### Material provided
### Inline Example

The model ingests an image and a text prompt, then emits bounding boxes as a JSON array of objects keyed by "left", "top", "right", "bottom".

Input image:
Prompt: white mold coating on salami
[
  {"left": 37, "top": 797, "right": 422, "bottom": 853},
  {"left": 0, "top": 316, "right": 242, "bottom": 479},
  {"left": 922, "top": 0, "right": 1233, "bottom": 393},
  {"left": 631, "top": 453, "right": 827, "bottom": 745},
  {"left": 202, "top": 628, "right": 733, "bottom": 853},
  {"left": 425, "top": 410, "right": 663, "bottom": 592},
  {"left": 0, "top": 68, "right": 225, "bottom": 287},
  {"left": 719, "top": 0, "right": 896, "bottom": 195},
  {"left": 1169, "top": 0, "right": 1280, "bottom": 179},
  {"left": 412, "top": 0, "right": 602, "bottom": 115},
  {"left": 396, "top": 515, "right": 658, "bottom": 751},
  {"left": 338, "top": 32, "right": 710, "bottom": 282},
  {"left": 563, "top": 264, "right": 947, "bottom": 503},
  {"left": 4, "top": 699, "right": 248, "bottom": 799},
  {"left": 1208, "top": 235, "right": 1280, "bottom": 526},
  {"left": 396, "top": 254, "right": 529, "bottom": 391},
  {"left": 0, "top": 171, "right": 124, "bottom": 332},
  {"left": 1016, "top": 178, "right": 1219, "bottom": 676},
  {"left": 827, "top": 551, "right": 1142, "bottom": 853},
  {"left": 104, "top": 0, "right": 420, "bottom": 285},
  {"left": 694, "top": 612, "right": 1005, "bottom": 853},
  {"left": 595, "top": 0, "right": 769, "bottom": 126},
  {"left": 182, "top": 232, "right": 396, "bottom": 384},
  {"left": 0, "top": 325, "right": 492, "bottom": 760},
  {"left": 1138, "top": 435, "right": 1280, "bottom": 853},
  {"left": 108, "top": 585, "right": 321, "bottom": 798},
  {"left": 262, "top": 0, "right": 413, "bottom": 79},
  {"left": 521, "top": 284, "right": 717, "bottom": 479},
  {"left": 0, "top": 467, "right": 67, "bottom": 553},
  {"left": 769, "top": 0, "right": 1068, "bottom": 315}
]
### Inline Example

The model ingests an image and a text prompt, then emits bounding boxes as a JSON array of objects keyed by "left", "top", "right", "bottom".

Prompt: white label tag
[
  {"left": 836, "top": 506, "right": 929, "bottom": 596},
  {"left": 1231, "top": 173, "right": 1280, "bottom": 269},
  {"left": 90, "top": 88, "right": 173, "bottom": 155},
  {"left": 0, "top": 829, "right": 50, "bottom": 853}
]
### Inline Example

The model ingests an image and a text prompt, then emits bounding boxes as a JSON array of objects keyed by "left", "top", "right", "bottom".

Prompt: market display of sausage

### Task goal
Tally the lines in the entries above that contain the string "white". Reply with the number alone.

### Completed exercise
2